__Verilen görev A__:
Aşağıdaki Yargıtay kararına göre şu soruları yanıtlayın:
(i) Mirasbırakan Ümmi'nin düzenlediği vasiyetname hangi tarihlidir?
(ii) Davalılar, vasiyetnamenin iptali istemiyle açtıkları davayı hangi mahkemede ve hangi esas sayısıyla açmıştır?
(iii) Mahalli mahkemenin verdiği hüküm kim tarafından temyiz edilmiştir?

__Metin__:

YARGITAY 3. HUKUK DAİRESİ

E. 2013/1065 K. 2013/2874 T. 25.2.2013

DAVA: Taraflar arasında görülen vasiyetnamenin yerine getirilmesi davasının yapılan muhakemesi sonunda mahalli mahkemece verilen hüküm davacı vekili tarafından temyiz edilmiştir.

Temyiz isteminin süresi içinde olduğu anlaşıldıktan sonra dosyadaki bütün kağıtlar okunup gereği düşünüldü:

KARAR: Davacı vekili dilekçesinde; mirasbırakan Ümmi tarafından düzenlenen 04.07.1997 tarihli vasiyetname ile müvekkili lehine belirli mal vasiyet edildiğini ileri sürerek; vasiyetnamenin yerine getirilmesini ve vasiyet edilen taşınmazın müvekkili adına tapuya tesciline karar verilmesini talep etmiştir.

Davalılar vekili cevap dilekçesinde; müvekkillerinin, mirasbırakan Ümmi tarafından düzenlenen 04.07.1997 tarihli vasiyetnamenin iptali, olmadığı takdirde tenkisi istemi ile davacı aleyhine Sakarya 1. Asliye Hukuk Mahkemesinde 2010/334 Esas sayılı dosya ile dava açtıklarını, bu dava sonuçlanmadan vasiyetnamenin yerine getirilmesi istemi ile dava açılmasının hukuka ve kanuna aykırı olduğunu, bu nedenle derdestlik itirazında bulunduklarını savunarak; davanın reddini dilemiştir.

__Ham veri__:
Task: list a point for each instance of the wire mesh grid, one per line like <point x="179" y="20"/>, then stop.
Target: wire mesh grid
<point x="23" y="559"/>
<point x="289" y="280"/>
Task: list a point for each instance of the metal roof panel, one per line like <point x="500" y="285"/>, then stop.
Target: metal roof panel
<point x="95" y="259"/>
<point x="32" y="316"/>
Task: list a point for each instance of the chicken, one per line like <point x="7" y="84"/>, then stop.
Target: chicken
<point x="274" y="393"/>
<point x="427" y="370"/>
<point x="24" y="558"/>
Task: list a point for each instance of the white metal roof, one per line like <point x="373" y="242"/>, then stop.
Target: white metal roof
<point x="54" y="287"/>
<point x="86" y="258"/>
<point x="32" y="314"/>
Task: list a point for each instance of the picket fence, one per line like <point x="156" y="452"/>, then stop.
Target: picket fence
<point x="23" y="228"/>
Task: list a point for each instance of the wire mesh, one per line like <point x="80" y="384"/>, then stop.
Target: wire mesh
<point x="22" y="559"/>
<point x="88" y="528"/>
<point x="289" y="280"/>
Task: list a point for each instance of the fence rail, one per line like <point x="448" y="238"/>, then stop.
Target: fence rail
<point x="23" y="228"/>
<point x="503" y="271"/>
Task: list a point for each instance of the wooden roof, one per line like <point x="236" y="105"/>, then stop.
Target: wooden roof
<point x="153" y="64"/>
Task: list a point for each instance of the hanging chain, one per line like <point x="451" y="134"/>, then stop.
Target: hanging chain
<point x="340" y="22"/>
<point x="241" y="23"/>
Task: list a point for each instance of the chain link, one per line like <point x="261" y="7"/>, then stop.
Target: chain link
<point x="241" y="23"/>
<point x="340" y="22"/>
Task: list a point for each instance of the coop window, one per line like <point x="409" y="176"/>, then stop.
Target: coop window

__Verilen görev B__: Girdilerde "Task: list a point for each instance of the fence" ifadesini içeren satırdan başlayıp girdilerin sonuna kadar olan satırları, istek satırları dahil, yeniden yazın. Yalnızca cevaplardaki koordinatları 2,35 ile çarpın ve tam sayıya yuvarlayın; buçuklu değerleri yukarı yuvarlayın.

__Alıştırma yanıtı A__:
(i) 04.07.1997
(ii) Sakarya 1. Asliye Hukuk Mahkemesinde, 2010/334 Esas sayılı dosya ile
(iii) Davacı vekili

__Alıştırma yanıtı B__:
Task: list a point for each instance of the fence rail, one per line like <point x="448" y="238"/>, then stop.
Target: fence rail
<point x="54" y="536"/>
<point x="1182" y="637"/>
Task: list a point for each instance of the wooden roof, one per line like <point x="236" y="105"/>, then stop.
Target: wooden roof
<point x="360" y="150"/>
Task: list a point for each instance of the hanging chain, one per line like <point x="451" y="134"/>, then stop.
Target: hanging chain
<point x="799" y="52"/>
<point x="566" y="54"/>
Task: list a point for each instance of the chain link, one per line like <point x="261" y="7"/>, then stop.
Target: chain link
<point x="566" y="54"/>
<point x="799" y="52"/>
Task: list a point for each instance of the coop window, one per line like <point x="409" y="176"/>, then stop.
Target: coop window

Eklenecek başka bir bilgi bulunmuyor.